Print every one of the records below verbatim, leaving out the pictures.

#### Entries
[Start]
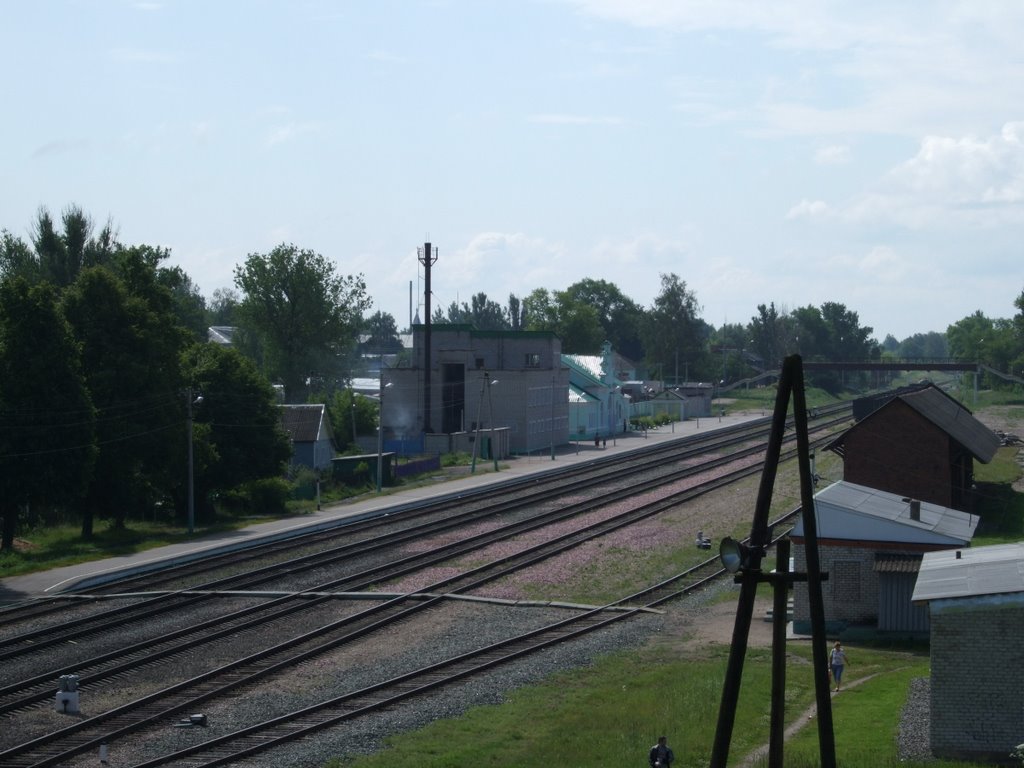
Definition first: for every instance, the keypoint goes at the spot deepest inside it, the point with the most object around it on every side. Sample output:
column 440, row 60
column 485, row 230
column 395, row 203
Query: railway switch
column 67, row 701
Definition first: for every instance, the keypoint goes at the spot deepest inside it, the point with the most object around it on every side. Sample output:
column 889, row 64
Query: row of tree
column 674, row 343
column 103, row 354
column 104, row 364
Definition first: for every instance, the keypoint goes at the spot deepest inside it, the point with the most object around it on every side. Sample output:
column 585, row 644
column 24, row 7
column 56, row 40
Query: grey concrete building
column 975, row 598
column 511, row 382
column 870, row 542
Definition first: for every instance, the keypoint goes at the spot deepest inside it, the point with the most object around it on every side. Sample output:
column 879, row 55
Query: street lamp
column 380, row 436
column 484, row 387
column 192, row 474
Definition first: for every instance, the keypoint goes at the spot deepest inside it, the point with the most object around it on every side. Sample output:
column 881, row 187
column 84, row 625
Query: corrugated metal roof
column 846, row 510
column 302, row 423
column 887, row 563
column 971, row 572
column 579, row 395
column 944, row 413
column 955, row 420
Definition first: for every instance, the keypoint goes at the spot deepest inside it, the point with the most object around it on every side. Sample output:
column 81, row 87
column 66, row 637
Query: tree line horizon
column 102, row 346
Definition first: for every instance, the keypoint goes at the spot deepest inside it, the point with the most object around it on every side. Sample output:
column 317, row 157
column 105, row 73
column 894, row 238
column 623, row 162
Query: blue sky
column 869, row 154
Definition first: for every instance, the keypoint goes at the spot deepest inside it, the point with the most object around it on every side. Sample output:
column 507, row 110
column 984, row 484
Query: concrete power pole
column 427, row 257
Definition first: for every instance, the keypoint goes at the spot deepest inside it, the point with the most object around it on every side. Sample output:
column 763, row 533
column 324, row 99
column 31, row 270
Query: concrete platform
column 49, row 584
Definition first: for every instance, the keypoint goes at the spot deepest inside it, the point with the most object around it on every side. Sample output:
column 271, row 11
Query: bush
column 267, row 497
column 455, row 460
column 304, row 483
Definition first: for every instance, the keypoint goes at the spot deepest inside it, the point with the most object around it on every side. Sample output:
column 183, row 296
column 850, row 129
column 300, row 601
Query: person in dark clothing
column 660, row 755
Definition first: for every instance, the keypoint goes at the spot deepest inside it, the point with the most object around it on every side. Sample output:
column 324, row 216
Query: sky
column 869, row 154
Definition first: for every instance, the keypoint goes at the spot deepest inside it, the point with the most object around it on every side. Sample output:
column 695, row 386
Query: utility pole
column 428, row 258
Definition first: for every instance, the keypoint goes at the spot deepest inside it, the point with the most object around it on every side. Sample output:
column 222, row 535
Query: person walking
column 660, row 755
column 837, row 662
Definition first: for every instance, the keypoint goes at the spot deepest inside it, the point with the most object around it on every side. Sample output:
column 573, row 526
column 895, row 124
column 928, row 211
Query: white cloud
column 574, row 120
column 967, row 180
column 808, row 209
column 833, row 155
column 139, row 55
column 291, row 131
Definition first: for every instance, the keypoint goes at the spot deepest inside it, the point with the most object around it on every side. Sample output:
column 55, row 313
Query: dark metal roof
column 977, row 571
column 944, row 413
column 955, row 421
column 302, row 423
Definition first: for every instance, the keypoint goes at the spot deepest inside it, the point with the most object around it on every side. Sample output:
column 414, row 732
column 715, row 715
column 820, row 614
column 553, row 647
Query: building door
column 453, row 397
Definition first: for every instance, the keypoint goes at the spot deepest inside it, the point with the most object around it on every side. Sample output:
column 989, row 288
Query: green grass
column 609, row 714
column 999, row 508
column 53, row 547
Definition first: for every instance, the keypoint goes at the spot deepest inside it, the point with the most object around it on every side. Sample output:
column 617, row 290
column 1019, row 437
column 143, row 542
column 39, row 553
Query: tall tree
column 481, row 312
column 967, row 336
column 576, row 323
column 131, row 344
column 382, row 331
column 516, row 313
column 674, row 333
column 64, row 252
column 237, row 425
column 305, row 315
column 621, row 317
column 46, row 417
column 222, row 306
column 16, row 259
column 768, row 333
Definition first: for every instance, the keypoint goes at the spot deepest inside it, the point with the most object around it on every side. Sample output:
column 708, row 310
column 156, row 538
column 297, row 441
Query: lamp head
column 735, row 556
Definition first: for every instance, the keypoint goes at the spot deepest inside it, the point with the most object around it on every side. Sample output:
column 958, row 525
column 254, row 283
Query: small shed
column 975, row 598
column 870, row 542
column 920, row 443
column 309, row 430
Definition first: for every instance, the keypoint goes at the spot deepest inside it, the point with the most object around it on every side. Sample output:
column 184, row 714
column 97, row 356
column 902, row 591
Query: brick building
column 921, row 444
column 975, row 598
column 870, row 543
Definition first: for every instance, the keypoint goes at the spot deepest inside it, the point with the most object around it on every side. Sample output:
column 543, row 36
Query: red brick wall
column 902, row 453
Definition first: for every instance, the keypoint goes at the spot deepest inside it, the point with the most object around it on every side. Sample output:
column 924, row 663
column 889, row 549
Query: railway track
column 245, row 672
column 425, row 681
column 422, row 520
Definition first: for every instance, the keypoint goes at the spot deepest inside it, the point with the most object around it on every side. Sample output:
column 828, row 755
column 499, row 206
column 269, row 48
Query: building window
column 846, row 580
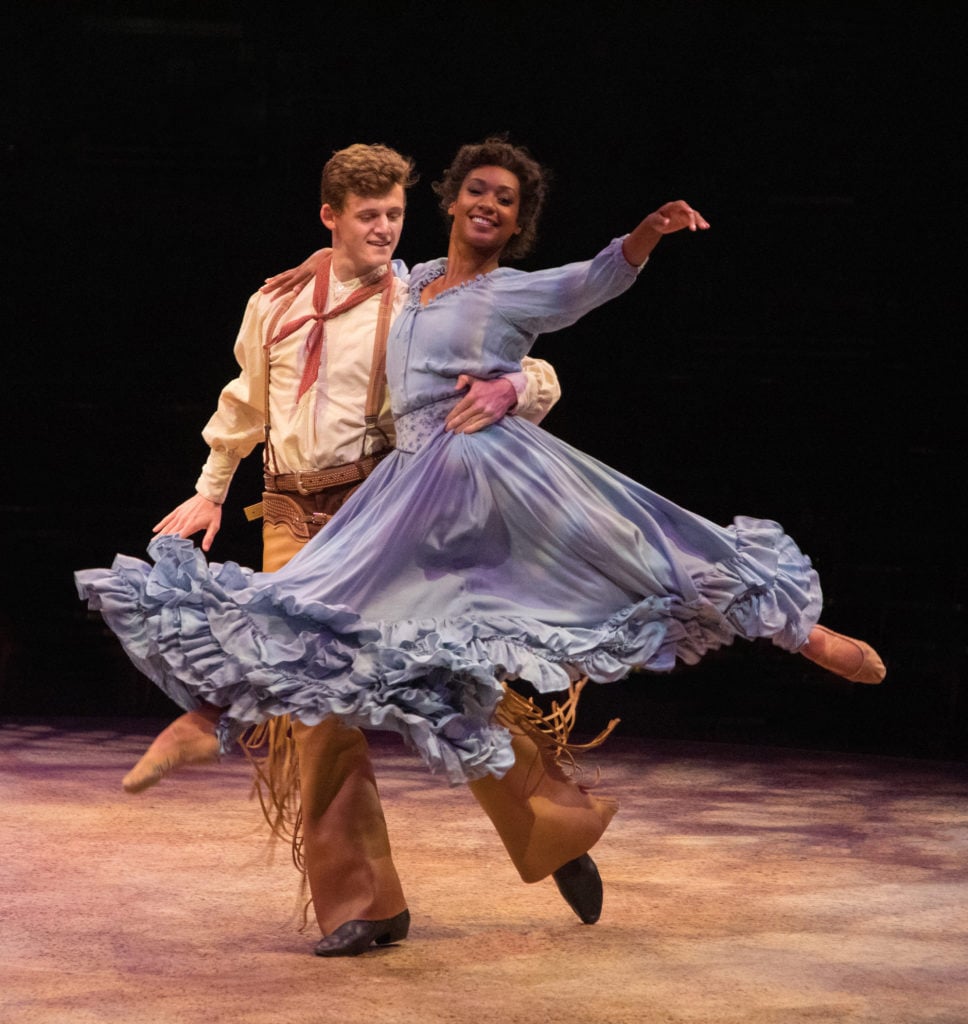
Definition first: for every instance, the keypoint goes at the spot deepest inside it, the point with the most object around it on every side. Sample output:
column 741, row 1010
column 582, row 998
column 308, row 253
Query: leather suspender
[End]
#### Full response
Definition first: for every instance, the keypoint goes at the spot deepest inside it, the point with the most object around it on every side. Sample output:
column 440, row 60
column 485, row 230
column 395, row 203
Query: railway switch
column 67, row 701
Definition first: for every instance, the keypoint goes at the spot deepest inside it, the point with the most object around it on every side. Sample output:
column 889, row 64
Query: row of tree
column 674, row 343
column 103, row 354
column 104, row 364
Definition first: for every instance, the keypoint goes at the spot deepest inside it, the point with the most object around it on every side. Sample output:
column 585, row 644
column 24, row 7
column 56, row 40
Query: grey concrete building
column 975, row 598
column 511, row 382
column 870, row 542
Definition first: for every instance, the keypoint goes at the spot deepest inside it, the point with the most object around it on every side. Sample output:
column 879, row 55
Query: street lamp
column 380, row 436
column 484, row 387
column 192, row 474
Definition first: for every instance, the keypoint goes at the spot deepest inside it, the point with the most object around it on every side. Sample output:
column 881, row 187
column 84, row 625
Query: corrugated metal roof
column 846, row 510
column 302, row 423
column 887, row 563
column 971, row 572
column 579, row 395
column 944, row 413
column 955, row 420
Definition first: for every instance, the keypoint goes at the spot deepest inside it, the point with the most object around it on every side. Sample output:
column 81, row 87
column 66, row 637
Query: tree line horizon
column 102, row 346
Definition first: for every instance, the keypoint goes at the spot deepest inside it, the point with the most object around it on every side. Sample output:
column 317, row 157
column 105, row 73
column 894, row 238
column 623, row 162
Query: blue sky
column 869, row 154
Definition first: for every instance, the keypoint goes at the spot deepest inside it, the point with the most object around it on every side. Sample output:
column 507, row 110
column 984, row 484
Query: concrete power pole
column 427, row 257
Definition first: for every instance, the keypoint goes at the spot deepest inside it, the point with the most object around it on every side. Sample output:
column 763, row 533
column 324, row 99
column 31, row 270
Query: concrete platform
column 49, row 584
Definition first: for every instance, the keypoint goes at the spot deepest inside it, the point with the most object around it on every side. Sample output:
column 271, row 11
Query: bush
column 267, row 497
column 455, row 460
column 304, row 483
Definition first: for every instance, the keypoint goes at the spot deepest inside it, the point with the most object around it on every side. Sample output:
column 183, row 296
column 850, row 129
column 300, row 601
Query: person in dark clothing
column 660, row 755
Definition first: for every instance, the keypoint goes at the spot deepest inside it, the point with the most object around it on every side. Sample output:
column 324, row 216
Query: sky
column 869, row 154
Definition first: for every instance, the keypoint goes at the spot deepest inside it, the point with the most object around it on every side. Sample output:
column 695, row 386
Query: utility pole
column 428, row 258
Definition first: for every instance, the keypoint goes at the spot deepest inside it, the point with the most object around it on every side. Sample output:
column 222, row 535
Query: person walking
column 660, row 755
column 837, row 662
Definition first: for every instance, the keypoint goes at the spot deepest inside it, the point with the most object around it on every side. Sample output:
column 573, row 526
column 895, row 124
column 928, row 211
Query: white cloud
column 574, row 120
column 967, row 180
column 808, row 209
column 833, row 155
column 139, row 55
column 291, row 131
Definition first: for every instance, the keypoint goes at the spot deepest inside it, the point with the most object around it on every side. Sample output:
column 55, row 313
Query: dark metal roof
column 977, row 571
column 944, row 413
column 955, row 421
column 302, row 423
Definition first: for every instance, the keypoint goes at the spot deepest inside it, the point with the most object around it on every side. Sample output:
column 414, row 732
column 715, row 715
column 820, row 614
column 553, row 647
Query: building door
column 453, row 397
Definition first: for every instance, the keypoint goes at the spot deepest inside it, the point with the most object around it on every side. Sample output:
column 989, row 288
Query: green grass
column 609, row 714
column 999, row 508
column 53, row 547
Definition first: for every instance, the keypoint goes at the spot deepest inside it, the point with the most object around it on every side. Sample output:
column 617, row 290
column 1019, row 437
column 143, row 542
column 39, row 553
Query: tall tree
column 481, row 312
column 967, row 336
column 576, row 323
column 131, row 344
column 382, row 331
column 516, row 313
column 674, row 333
column 64, row 252
column 237, row 425
column 305, row 315
column 621, row 317
column 46, row 417
column 222, row 306
column 16, row 259
column 768, row 333
Definition first: for every instance, the keypoint goes at the spot deepest inside it, the point with the most object around it on every side. Sample output:
column 708, row 310
column 156, row 538
column 297, row 441
Query: lamp head
column 735, row 556
Definition first: for every instance, the keypoint goes at the spot deepest inside it, the point with the most object around it on every side. Sample output:
column 958, row 525
column 254, row 283
Query: small shed
column 975, row 598
column 870, row 542
column 920, row 443
column 309, row 430
Definition first: for every instance, the keypoint goes at the spot deepest inside it, the point with the most object around it on every side. Sample output:
column 184, row 714
column 97, row 356
column 902, row 591
Query: brick building
column 921, row 444
column 975, row 598
column 870, row 543
Definition first: for every instance, the keypoint goes at the spot deepest inside it, the point with the most object around it on every side. Sample output:
column 543, row 36
Query: red brick wall
column 902, row 453
Definition first: for every instance, the keypoint goes at the spot deepest inside it, the point with the most object around it on every side. Sample output:
column 924, row 663
column 889, row 549
Query: railway track
column 245, row 672
column 425, row 681
column 422, row 520
Definition first: for every instance, the keypoint goes at the spot deepest inside it, the point with the most object around it on every side. Sample output:
column 828, row 755
column 499, row 206
column 269, row 48
Query: building window
column 846, row 580
Definition first: for every instance, the keypoint goes at the spot deepest inside it, the point with the most object around it on every side. Sample output:
column 741, row 1010
column 582, row 998
column 308, row 253
Query: leather suspender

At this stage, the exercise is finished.